------ Passage to read ------
Utilization of peroxide reduction reaction at air–liquid–solid joint interfaces for reliable sensing system construction

The utilization of hydrogen peroxide (H₂O₂) cathodic reaction is an ideal approach to develop reliable biosensors that are immune to interferences arising from oxidizable endogenous/exogenous species in biological solutions. However, practical application of such a detection scheme is limited due to the significantly fluctuating oxygen levels in solutions, as oxygen can be reduced at similar potentials. Herein, this limitation is addressed by developing a novel electrode system with superhydrophobicity-mediated air–liquid–solid joint interfaces, which allows the rapid and continuous transport of oxygen from the air phase to the electrode surface and provides a fixed interfacial oxygen concentration. Using cathodic measurement of the enzymatic product H₂O₂, the sensing platform is applied to detect glucose, a model analyte, achieving a remarkably high selectivity (≈2% signal modulation due to common biologic interferents), sensitivity (18.56 µA cm⁻² mm⁻¹), and a dynamic linear range up to 80 × 10⁻³m. The utility of H₂O₂ reduction reaction at triphase interface to achieve reliable sensing platforms is general, and hence has broad potential in the fields of medical research, clinical diagnosis, and environmental analysis.
------
Exercise details -
According to the abstract above on peroxide reduction at triphase interfaces, what sensitivity does the sensing platform reach when detecting glucose?
------ Entries supplied ------
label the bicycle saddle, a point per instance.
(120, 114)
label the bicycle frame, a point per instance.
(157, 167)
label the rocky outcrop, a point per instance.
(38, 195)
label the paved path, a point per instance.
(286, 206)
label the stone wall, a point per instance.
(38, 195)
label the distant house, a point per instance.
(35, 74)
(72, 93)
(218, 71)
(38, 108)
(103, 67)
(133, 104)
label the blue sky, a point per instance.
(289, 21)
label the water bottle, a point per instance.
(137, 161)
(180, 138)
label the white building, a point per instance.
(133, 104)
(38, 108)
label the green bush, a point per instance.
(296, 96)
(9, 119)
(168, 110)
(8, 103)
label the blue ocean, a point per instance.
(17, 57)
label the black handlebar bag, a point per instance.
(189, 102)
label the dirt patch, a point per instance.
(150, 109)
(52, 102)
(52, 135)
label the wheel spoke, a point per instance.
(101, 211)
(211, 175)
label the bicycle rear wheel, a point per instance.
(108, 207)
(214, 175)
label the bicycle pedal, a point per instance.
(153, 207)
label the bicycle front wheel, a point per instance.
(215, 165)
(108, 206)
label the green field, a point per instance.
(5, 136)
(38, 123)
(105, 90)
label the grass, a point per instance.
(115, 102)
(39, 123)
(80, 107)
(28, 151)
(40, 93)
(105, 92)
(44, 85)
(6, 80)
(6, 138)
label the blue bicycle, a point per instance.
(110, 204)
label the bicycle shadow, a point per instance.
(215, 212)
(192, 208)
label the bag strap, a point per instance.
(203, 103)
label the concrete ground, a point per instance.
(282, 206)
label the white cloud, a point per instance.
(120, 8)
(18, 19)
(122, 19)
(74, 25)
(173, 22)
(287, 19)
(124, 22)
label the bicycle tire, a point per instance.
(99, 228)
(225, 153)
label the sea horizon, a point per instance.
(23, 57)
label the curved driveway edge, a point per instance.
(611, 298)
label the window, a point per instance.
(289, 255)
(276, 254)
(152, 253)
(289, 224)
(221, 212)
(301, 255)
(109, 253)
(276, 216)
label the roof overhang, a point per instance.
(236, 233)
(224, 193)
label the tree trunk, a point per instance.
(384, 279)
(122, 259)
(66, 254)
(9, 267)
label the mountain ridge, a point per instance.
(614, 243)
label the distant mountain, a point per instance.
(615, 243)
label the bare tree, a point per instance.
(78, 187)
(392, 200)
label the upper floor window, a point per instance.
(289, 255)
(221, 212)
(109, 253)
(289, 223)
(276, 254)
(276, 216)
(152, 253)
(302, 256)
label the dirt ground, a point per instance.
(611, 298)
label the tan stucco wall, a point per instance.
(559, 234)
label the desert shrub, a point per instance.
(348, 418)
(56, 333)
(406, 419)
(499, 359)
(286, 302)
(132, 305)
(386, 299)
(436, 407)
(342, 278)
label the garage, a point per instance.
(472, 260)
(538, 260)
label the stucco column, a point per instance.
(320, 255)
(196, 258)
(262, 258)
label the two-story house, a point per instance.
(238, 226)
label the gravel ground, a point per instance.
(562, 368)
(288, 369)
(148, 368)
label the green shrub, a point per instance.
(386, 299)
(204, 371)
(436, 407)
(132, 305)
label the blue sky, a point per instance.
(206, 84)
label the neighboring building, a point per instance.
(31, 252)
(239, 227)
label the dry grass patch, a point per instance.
------
Result -
18.56 µA cm⁻² mm⁻¹